Output the records exactly. Include every line.

——————

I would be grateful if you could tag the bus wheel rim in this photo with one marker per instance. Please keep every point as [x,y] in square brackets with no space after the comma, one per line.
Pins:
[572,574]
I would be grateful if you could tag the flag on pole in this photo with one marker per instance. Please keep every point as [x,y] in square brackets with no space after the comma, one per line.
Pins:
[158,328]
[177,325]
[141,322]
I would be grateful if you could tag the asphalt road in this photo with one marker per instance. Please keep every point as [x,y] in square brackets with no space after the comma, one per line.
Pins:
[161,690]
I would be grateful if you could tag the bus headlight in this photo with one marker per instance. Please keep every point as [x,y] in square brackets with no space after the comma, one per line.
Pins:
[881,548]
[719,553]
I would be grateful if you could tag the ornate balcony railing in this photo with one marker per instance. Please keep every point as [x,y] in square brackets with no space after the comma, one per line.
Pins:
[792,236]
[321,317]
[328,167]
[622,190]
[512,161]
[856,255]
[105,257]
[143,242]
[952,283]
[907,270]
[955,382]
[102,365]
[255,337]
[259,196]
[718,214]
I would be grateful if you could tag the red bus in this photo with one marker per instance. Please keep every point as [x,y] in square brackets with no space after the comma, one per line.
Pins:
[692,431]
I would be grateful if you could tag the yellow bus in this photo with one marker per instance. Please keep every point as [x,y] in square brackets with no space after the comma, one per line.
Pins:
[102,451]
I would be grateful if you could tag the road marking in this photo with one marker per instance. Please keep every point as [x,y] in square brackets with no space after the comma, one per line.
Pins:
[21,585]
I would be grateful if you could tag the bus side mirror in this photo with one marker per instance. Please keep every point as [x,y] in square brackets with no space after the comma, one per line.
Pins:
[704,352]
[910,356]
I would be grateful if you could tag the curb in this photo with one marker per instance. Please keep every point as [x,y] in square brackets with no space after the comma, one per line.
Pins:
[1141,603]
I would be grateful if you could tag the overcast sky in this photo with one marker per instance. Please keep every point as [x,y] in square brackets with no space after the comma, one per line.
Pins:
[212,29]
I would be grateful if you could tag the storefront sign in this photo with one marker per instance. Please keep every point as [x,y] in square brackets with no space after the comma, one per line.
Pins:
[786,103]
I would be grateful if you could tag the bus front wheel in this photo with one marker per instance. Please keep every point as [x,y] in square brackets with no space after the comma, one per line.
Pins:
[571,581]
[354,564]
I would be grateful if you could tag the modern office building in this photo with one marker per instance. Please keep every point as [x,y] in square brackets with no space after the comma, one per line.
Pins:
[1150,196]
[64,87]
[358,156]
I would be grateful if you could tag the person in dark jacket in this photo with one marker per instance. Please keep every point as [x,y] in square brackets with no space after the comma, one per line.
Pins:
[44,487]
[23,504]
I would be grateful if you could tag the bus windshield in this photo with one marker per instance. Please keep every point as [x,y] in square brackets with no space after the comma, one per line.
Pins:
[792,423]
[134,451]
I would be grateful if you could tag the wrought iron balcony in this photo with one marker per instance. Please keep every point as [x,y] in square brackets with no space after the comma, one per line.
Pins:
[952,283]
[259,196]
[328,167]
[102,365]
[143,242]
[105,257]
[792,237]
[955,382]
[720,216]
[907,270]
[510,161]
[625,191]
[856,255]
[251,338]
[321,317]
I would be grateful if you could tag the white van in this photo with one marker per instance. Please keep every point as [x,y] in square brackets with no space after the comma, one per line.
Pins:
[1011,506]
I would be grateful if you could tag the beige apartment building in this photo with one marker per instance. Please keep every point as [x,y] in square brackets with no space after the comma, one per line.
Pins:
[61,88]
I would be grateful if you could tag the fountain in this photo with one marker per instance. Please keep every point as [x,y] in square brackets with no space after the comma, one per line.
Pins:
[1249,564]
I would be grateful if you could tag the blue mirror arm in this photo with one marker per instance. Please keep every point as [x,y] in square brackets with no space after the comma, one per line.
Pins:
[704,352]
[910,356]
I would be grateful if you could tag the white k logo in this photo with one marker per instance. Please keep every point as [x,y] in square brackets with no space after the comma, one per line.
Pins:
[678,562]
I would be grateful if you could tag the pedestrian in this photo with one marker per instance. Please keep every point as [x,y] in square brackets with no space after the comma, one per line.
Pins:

——————

◆ Answer to the problem
I would be grateful if you could tag the bus wheel rim in this photo with one marker per instance. Please keep every point as [x,y] in square brackets with no space after the comma, one per line.
Pins:
[572,574]
I would be grateful if you could tag the flag on pole in this photo with one marker per instance. Please keep every point as [x,y] in square brackets with no space after the comma, one per line.
Pins:
[158,328]
[177,325]
[141,322]
I would be grateful if you could tag the asphalt road in this photo with one marker per instance. Please keep every point as [x,y] in square brackets with no space after the comma, one per line.
Pins:
[161,690]
I would be grateful if you could tag the bus headlight in this photo with one marker per instance. Please keep every point as [x,y] in square brackets with no space after the comma, one per line.
Pins:
[881,548]
[719,553]
I would be grateful if you could tag the ornate balcony railing in this photo with one marker per instance. Please keep every point as [x,y] in square brackets with no space after the comma, one per line.
Pins:
[792,236]
[321,317]
[328,167]
[622,190]
[512,161]
[856,255]
[105,257]
[143,242]
[952,283]
[907,270]
[955,382]
[102,365]
[255,337]
[259,196]
[718,214]
I would be grateful if you could tag the red bus in this photo with one marker per instance. Please keep every point as [x,y] in square brackets with no space after the comma, one per line.
Pins:
[692,431]
I would be grateful if you could tag the yellow bus in this photo with one marker per instance. Please keep every point as [x,y] in square brackets with no space after the comma, one per line.
Pins:
[102,451]
I would be grateful if you could tag the road marking in this photo with one marker per instance. Please keep every point as [x,y] in square brackets with no space after the comma, one per line.
Pins:
[21,585]
I would be grateful if you could tag the bus side mirror in this photo with one marker per instance. Please keep every point as [x,y] in square brackets with no space after the comma, one per line.
Pins:
[704,352]
[910,356]
I would be grateful if you could tag the curb in this photo with one marker per instance. Please keep every point as [x,y] in square brackets with no space after the comma, one per line.
Pins:
[1141,603]
I would be grateful if you could tag the overcast sky in this photo with one marker per instance. Please keep every point as [x,y] in square brackets with no space after the comma, one per line.
Pins:
[212,29]
I would be grateful if you could tag the storefront sign in this photo with one marker per instance. Please keep every point as [x,y] in square brackets with no space after the comma, one per line.
Pins:
[786,103]
I would be grateful if you could tag the bus front wheel in this photo with one marker per instance. Please keep every point as [x,y] in square brackets with no space after the comma, one per line.
Pins:
[571,581]
[354,564]
I would be grateful if you could tag the modern office building in this photo with one marker per instance. Please keep every point as [x,y] in square brackets with no space after the comma, one per line.
Pins:
[1150,196]
[64,87]
[358,156]
I would be grateful if you could tag the person in dark jacket in this photo with one marker per instance. Please keep every point as [x,y] in square brackets with no space after the comma, one per line.
Pins:
[44,487]
[23,504]
I would be grateful if you could tag the bus windshield in this photo with one marker per instance. Please keep every point as [x,y] in square brackets with no space after the comma, one per line.
Pins:
[792,423]
[134,451]
I would be grateful if you could tag the wrought iron balcony in this photo with one marker per instance. Please keep every point as [x,y] in square brackets with no space after the comma, one per line.
Pins:
[952,283]
[259,196]
[328,167]
[102,365]
[143,242]
[105,257]
[792,237]
[955,382]
[720,216]
[907,270]
[510,161]
[625,191]
[856,255]
[251,338]
[321,317]
I would be grateful if you could tag the white van in this photo with one marker per instance. Please keep every point as [x,y] in square brackets with no space after the comma, one per line.
Pins:
[1011,506]
I would be grateful if you could tag the beige apartment building in this photo with one marker per instance. Please keep every point as [x,y] in square brackets with no space after the comma, one per line.
Pins:
[61,88]
I would be grateful if you could tag the fountain in this photo with one marker per instance. Please keep every point as [x,y] in square brackets with no space after the comma, one per line.
Pins:
[1249,564]
I would be grateful if you could tag the blue mirror arm in this photo with one marker per instance. Please keep every point as [x,y] in square brackets with no space after the comma, one per line.
Pins:
[704,352]
[910,356]
I would be grateful if you could tag the white k logo in this photo with one marker per instance. Please keep every point as [x,y] in square brackets with no space after the comma, one per line.
Pins:
[678,562]
I would be grateful if you could tag the pedestrian in this photo with one marker per instance. Please keep every point as [x,y] in square brackets with no space after the comma, one per line.
Pins:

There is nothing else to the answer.